Your goal:
Within the records below, repeat each line exactly but keep every picture out of the copy.

Stored items
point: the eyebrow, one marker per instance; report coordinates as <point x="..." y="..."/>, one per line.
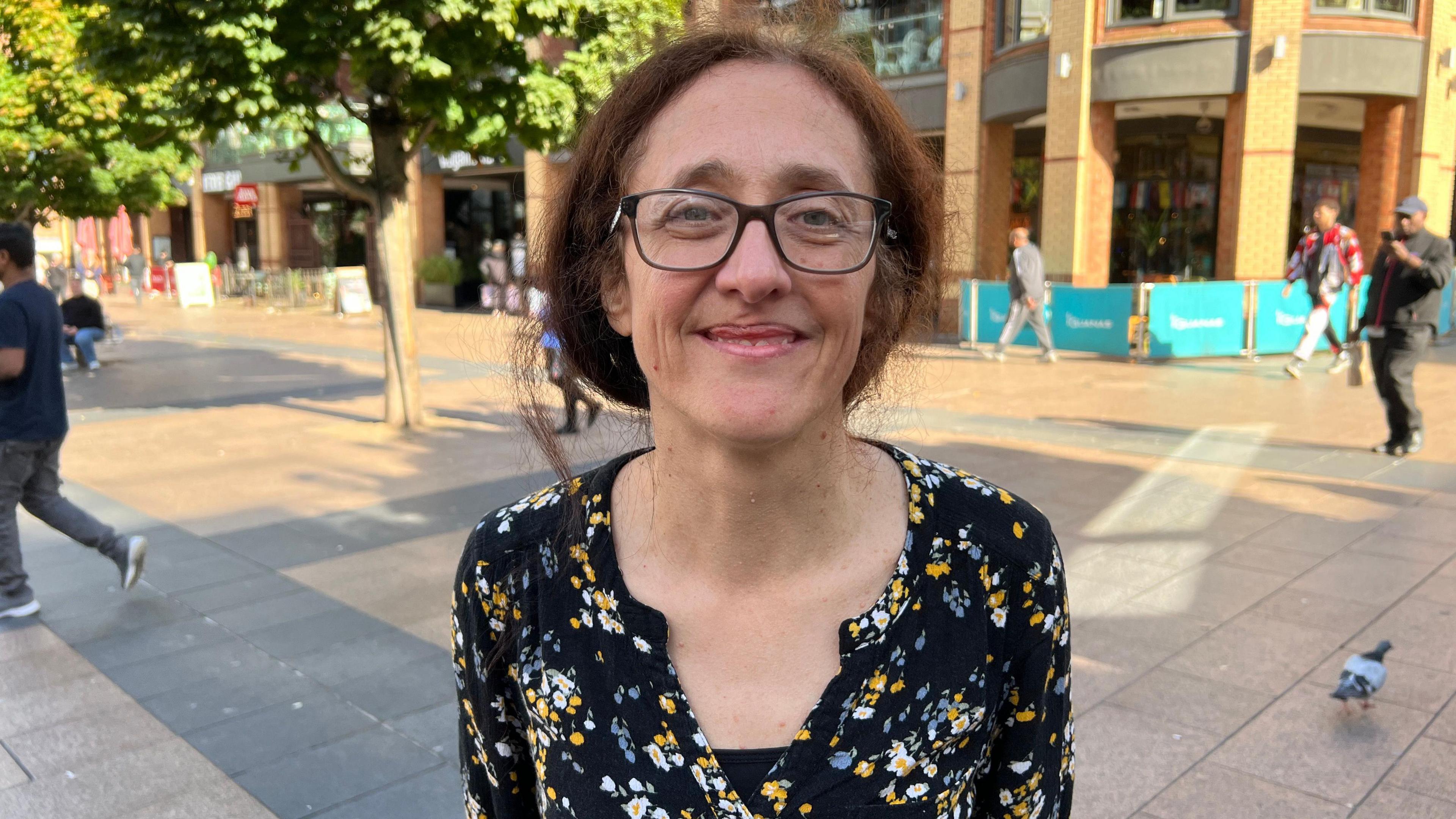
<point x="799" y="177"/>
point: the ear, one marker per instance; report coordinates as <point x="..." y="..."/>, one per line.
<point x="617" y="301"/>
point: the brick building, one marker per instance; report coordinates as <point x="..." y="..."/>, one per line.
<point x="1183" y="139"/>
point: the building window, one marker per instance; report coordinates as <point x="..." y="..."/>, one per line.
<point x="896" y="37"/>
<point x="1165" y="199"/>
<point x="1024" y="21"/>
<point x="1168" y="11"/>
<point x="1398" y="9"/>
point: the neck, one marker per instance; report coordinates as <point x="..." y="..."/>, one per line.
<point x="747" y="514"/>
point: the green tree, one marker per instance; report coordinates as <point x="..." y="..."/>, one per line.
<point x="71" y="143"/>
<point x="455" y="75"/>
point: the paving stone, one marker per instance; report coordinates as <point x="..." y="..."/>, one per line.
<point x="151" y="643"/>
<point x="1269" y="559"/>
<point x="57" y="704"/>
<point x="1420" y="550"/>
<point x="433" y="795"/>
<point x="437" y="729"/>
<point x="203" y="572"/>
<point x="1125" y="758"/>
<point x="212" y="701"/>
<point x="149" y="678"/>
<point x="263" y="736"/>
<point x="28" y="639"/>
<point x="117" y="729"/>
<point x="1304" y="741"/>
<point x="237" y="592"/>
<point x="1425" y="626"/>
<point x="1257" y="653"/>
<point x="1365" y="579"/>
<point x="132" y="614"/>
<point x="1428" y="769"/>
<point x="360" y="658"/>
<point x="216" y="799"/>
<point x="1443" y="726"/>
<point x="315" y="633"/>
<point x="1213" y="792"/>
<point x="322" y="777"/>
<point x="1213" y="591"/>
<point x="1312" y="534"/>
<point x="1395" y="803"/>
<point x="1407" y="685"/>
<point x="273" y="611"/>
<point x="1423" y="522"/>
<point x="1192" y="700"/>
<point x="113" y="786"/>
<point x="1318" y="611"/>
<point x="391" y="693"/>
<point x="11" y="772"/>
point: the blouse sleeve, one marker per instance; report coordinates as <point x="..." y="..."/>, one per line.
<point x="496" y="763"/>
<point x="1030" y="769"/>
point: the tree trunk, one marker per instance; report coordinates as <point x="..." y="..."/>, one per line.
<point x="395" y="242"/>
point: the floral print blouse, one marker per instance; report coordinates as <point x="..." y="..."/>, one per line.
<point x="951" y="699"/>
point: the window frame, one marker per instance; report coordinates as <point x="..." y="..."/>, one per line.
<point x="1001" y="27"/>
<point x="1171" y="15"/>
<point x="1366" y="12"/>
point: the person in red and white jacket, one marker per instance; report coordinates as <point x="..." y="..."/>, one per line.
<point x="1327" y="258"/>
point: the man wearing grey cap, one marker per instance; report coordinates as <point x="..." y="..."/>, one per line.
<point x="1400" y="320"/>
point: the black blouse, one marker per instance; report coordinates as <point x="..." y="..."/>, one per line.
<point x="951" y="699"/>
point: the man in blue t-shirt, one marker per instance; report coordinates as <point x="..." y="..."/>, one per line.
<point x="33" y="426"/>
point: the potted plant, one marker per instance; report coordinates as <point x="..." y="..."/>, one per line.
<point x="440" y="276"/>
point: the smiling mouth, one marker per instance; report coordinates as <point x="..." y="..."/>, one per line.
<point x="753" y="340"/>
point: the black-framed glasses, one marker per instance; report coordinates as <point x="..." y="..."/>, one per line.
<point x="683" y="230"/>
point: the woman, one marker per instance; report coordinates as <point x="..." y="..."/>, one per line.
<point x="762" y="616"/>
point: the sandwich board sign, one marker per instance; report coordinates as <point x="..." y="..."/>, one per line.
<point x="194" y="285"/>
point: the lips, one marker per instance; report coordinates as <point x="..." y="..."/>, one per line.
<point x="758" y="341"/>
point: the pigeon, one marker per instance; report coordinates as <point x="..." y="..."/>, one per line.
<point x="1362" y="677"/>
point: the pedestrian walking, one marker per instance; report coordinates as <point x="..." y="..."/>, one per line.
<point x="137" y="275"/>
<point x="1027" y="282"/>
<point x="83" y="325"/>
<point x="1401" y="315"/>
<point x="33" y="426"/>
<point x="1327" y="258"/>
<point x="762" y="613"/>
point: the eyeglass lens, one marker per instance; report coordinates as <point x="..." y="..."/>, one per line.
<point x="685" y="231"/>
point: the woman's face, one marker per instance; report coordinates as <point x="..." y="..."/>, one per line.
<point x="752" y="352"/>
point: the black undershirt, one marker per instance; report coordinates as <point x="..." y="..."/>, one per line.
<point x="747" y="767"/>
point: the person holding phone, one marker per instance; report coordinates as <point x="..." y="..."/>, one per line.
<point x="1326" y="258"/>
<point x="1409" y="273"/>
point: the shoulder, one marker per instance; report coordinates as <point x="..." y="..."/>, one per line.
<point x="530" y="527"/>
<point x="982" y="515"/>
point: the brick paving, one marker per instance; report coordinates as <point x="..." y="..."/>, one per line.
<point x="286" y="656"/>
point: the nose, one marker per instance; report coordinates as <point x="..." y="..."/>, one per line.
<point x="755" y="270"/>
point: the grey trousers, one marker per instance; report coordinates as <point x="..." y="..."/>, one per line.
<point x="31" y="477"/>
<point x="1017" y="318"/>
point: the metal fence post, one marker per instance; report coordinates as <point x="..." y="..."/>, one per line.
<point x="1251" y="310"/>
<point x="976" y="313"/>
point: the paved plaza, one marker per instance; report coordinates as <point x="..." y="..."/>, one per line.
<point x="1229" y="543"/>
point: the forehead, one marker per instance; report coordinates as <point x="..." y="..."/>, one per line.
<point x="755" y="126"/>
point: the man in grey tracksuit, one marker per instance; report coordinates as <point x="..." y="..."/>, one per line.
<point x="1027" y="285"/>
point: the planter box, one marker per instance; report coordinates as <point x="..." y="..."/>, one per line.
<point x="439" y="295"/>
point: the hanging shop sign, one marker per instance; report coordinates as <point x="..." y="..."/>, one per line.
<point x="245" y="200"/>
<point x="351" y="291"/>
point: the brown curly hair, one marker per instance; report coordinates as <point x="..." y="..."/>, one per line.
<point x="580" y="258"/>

Response to the exercise:
point: the eyebrow, one marker per instance; report coordinates as <point x="..." y="..."/>, one per line.
<point x="799" y="177"/>
point: the ear, one marker per instance; report coordinates as <point x="..." y="..."/>, one per line.
<point x="617" y="301"/>
point: the brick building, one marker per instance; report coordinates as <point x="..." y="..."/>, one per line.
<point x="1183" y="139"/>
point: the building window, one marker per instance; report coordinates as <point x="..." y="..."/>, one per line.
<point x="896" y="37"/>
<point x="1165" y="199"/>
<point x="1024" y="21"/>
<point x="1168" y="11"/>
<point x="1398" y="9"/>
point: the neck, one marker per instance; report coordinates as <point x="..." y="..."/>, one per line.
<point x="747" y="514"/>
point: the green tree, one marker per instance; report coordinates as <point x="..." y="..."/>, one per line.
<point x="71" y="143"/>
<point x="455" y="75"/>
point: the paving stone, one marker per instance; report coordinates as <point x="..." y="..."/>, one per line.
<point x="151" y="643"/>
<point x="1269" y="559"/>
<point x="57" y="704"/>
<point x="1420" y="550"/>
<point x="433" y="795"/>
<point x="437" y="729"/>
<point x="203" y="572"/>
<point x="1125" y="758"/>
<point x="212" y="701"/>
<point x="149" y="678"/>
<point x="263" y="736"/>
<point x="28" y="639"/>
<point x="117" y="729"/>
<point x="1304" y="741"/>
<point x="237" y="592"/>
<point x="1425" y="626"/>
<point x="1257" y="653"/>
<point x="1365" y="579"/>
<point x="132" y="614"/>
<point x="1428" y="769"/>
<point x="360" y="658"/>
<point x="216" y="799"/>
<point x="1443" y="726"/>
<point x="315" y="633"/>
<point x="1213" y="792"/>
<point x="322" y="777"/>
<point x="1213" y="591"/>
<point x="1312" y="534"/>
<point x="1395" y="803"/>
<point x="1407" y="685"/>
<point x="273" y="611"/>
<point x="1423" y="522"/>
<point x="1192" y="700"/>
<point x="113" y="786"/>
<point x="1318" y="611"/>
<point x="391" y="693"/>
<point x="11" y="772"/>
point: the blouse sleeve, one marker per instance; report coordinates as <point x="..." y="..."/>, one per line.
<point x="496" y="763"/>
<point x="1030" y="769"/>
point: the tree trunk, one marker per instance; report coordinates as <point x="..." y="..."/>, one per line.
<point x="395" y="242"/>
point: the floral print blouse, one marker per instance; report coordinates as <point x="..." y="..."/>, one per line.
<point x="951" y="699"/>
point: the window frame, one marker per instance; report coordinates as <point x="..." y="..."/>, one per line.
<point x="1001" y="27"/>
<point x="1171" y="15"/>
<point x="1366" y="12"/>
point: the person in red and white jacket, one marker per instance; report coordinates as <point x="..." y="..."/>, one per line.
<point x="1327" y="258"/>
point: the man wearing grey cap, one marker per instance; report coordinates as <point x="..." y="..."/>, one per line.
<point x="1400" y="320"/>
point: the black blouse, one marker per instance; report coordinates as <point x="..." y="..."/>, one per line.
<point x="951" y="699"/>
point: the man in blue t-shirt, one marker per instance; report coordinates as <point x="..." y="..."/>, one per line.
<point x="33" y="426"/>
point: the potted plant, one marker per instance; report coordinates as <point x="..." y="..."/>, one per line.
<point x="440" y="276"/>
point: the smiling mouth, one marker per instance; report coordinates as <point x="..." y="..."/>, one per line.
<point x="753" y="340"/>
point: the black-framed glasses, one marker per instance; report coordinates as <point x="..." y="..."/>, one per line.
<point x="683" y="230"/>
point: the woman, one marker per instance; report coordinates as <point x="..." y="..."/>, one per line.
<point x="762" y="616"/>
point: the sandwich board sign, one marker per instance; report coordinates as <point x="..." y="..."/>, one per line.
<point x="194" y="285"/>
point: the lips, one marker per instance; report coordinates as <point x="..." y="..."/>, one per line.
<point x="758" y="341"/>
point: the pigeon, one marker per instance; report coordinates as <point x="..." y="..."/>, one per line.
<point x="1362" y="677"/>
point: the pedestrian walking, one marker per instance; report coordinates as <point x="..." y="..."/>, one per line.
<point x="137" y="275"/>
<point x="1027" y="282"/>
<point x="83" y="325"/>
<point x="1401" y="315"/>
<point x="33" y="426"/>
<point x="1327" y="258"/>
<point x="762" y="613"/>
point: the eyeglass lens, one marker per instance; report coordinates as <point x="..." y="..."/>, one per line.
<point x="685" y="231"/>
point: the woman's face, one marker per instance; report coordinates as <point x="..." y="..."/>, one per line.
<point x="752" y="352"/>
point: the black undershirt, one marker per instance; report coordinates as <point x="..." y="..."/>, one per line.
<point x="747" y="767"/>
point: the person holding phone, one marker per instance; report coordinates as <point x="..." y="..."/>, one per line.
<point x="1326" y="258"/>
<point x="1409" y="273"/>
point: the shoulder, one marker per instance; report coordinates as <point x="..." y="..."/>, one per line.
<point x="530" y="527"/>
<point x="982" y="515"/>
point: the brick paving, one marker per instance; report coordinates as <point x="..." y="..."/>, one per line.
<point x="286" y="656"/>
point: the nose, one marker per instance; report coordinates as <point x="..." y="..."/>, one per line.
<point x="755" y="270"/>
point: the grey trousers, one marker per instance; report coordinates as <point x="..." y="..."/>, one per line.
<point x="31" y="477"/>
<point x="1017" y="318"/>
point: the metal fence post, one marker per instance; report coordinates as <point x="..." y="..."/>, one per line.
<point x="1251" y="310"/>
<point x="976" y="313"/>
point: the paved plaza, one marker per instance; report coordinates as <point x="..." y="..."/>, one per line.
<point x="1229" y="543"/>
point: the forehead, one marker per instance; report coordinates as <point x="..." y="..."/>, one per line.
<point x="755" y="126"/>
point: the man in grey tracksuit, one marker per instance; report coordinates as <point x="..." y="..."/>, one per line.
<point x="1027" y="285"/>
point: the planter box, one marker per instance; report coordinates as <point x="..." y="..."/>, one per line.
<point x="439" y="295"/>
point: the hanging shop sign, one marker per instance; report coordinates as <point x="..." y="..."/>, one per line.
<point x="245" y="200"/>
<point x="351" y="291"/>
point: the brown curly hair, one marker per instance; report coordinates as <point x="..." y="..."/>, one per line.
<point x="580" y="258"/>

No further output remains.